Bloc de texte ▸

# FR : Chrysas est amnis qui in Sicilia per Assorinorum agros fluit etc ...



## Jocaste

Bonsoir ! 
J'aimerais avoir votre avis sur ces quelques lignes svp. Pour être sûre d'avoir bien compris (ou non ) le texte.

_Chrysas est amnis qui in Sicilia per Assorinorum agros fluit. Is apud illos habetur deus et religione maxima colitur. Fanum eius est in agro propter ipsam uiam qua Assoro itur Hennam_.

Et voilà ce que j'ai à peu près compris : 
* Le Chrysas est un cours d'eau de Sicile qui traverse le domaine d'Assorum. Ce cours d'eau passe dans ce territoire pour un dieu, et est très honoré par les habitants *(le dieu ou le cours d'eau ?)* . Son sanctuaire *(du dieu ou du cours d'eau ?  )* est situé dans un champ, lequel est près de la route allant d'Assorum à Henna*.

Merci d'avance pour votre aide. Je lutte !!


----------



## Anne345

_Tu as à peu près compris le sens, mais des fautes d'interprétation de la syntaxe entraînent quelques erreurs : 
Chrysas :_ fleuve fleuve de Sicile. Donc traduire _amnis_ par fleuve.

Consignes ▸
**1.** Reprenez sous forme de liste le paragraphe du fil de discussion qui commence par « Le Chrysas est un cours d'eau », en gardant ses faits principaux.
**2.** Dans le listing, substituez « tree bark » à « wood grain » entre la ligne qui contient « Pick out the wood » et la fin du listing, bornes comprises. Redonnez uniquement ces lignes, sans rien changer d'autre.

Jeu de données ▸
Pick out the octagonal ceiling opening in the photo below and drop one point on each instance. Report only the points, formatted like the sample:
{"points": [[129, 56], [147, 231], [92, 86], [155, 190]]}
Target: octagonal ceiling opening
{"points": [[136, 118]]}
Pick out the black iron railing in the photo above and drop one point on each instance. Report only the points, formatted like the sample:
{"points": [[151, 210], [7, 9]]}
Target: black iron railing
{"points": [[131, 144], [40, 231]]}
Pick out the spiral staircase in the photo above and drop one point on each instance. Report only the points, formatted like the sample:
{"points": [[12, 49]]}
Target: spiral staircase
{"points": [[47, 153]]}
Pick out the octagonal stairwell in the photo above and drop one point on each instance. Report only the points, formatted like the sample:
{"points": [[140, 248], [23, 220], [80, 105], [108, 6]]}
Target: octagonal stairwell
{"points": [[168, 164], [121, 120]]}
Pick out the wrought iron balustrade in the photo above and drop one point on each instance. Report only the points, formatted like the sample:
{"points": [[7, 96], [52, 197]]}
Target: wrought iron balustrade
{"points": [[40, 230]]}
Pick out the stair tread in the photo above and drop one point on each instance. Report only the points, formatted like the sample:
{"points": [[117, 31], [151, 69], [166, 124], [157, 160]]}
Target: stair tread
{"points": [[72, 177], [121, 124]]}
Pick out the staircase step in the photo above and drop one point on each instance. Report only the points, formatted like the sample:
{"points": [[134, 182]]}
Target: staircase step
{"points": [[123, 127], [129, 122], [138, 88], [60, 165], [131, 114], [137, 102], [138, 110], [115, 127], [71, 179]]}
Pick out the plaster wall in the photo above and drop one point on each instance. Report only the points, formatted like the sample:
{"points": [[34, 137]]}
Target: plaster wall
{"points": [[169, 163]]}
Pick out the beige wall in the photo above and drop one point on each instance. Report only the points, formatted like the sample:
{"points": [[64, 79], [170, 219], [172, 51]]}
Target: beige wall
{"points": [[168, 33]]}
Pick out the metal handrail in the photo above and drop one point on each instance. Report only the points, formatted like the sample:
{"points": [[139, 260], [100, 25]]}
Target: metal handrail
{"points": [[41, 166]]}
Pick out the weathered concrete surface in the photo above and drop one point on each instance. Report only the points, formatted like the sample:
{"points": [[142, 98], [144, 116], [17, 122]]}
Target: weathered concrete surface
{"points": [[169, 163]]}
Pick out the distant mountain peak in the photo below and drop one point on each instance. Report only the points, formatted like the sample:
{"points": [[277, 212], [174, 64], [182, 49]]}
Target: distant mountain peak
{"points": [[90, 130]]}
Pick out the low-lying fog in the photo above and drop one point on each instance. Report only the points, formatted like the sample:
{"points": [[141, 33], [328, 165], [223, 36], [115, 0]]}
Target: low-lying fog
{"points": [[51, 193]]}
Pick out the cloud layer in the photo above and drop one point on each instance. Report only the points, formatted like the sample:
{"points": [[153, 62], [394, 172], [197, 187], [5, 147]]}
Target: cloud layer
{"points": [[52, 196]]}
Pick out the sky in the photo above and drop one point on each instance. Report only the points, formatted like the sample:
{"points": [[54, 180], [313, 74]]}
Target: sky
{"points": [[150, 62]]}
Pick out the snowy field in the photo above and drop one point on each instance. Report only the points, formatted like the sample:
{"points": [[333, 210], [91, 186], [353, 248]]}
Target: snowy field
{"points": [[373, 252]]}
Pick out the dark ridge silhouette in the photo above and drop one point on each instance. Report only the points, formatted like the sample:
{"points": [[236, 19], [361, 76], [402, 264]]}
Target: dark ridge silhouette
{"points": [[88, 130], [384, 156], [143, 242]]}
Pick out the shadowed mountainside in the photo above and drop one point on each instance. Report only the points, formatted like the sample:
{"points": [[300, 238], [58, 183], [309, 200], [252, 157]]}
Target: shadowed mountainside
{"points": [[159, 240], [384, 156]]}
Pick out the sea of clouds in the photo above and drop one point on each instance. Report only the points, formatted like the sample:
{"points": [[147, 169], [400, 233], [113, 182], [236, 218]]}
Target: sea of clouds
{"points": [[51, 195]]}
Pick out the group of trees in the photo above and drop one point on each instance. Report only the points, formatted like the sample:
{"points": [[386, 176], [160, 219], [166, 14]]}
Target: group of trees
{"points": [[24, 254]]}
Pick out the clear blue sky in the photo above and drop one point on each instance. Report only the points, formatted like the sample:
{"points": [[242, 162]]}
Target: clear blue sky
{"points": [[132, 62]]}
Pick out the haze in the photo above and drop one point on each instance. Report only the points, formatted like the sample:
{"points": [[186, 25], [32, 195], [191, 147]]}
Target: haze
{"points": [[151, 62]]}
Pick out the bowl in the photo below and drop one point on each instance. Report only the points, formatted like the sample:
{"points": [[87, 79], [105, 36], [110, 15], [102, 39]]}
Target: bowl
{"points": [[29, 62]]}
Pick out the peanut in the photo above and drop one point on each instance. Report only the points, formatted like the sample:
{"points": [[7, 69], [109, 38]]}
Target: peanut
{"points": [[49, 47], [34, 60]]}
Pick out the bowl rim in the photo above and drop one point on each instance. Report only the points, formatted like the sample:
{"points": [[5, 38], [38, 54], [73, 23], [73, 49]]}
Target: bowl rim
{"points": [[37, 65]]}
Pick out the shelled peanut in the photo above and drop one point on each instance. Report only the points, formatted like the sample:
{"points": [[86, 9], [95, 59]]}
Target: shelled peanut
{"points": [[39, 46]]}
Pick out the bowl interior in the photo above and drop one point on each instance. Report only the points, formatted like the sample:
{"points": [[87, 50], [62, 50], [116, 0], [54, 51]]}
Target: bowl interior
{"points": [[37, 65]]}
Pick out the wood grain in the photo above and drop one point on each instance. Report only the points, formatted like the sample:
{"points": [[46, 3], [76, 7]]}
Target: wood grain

Résultats attendus ▸
**1.**
- Le Chrysas est un cours d'eau de Sicile qui traverse le domaine d'Assorum.
- Sur ce territoire, on le considère comme un dieu, et les habitants l'honorent beaucoup. L'auteure se demande s'il s'agit du dieu ou du cours d'eau.
- Son sanctuaire se trouve dans un champ, près de la route qui va d'Assorum à Henna. L'auteure se demande s'il s'agit du sanctuaire du dieu ou de celui du cours d'eau.

**2.**
Pick out the tree bark in the photo above and drop one point on each instance. Report only the points, formatted like the sample:
{"points": [[46, 3], [76, 7]]}
Target: tree bark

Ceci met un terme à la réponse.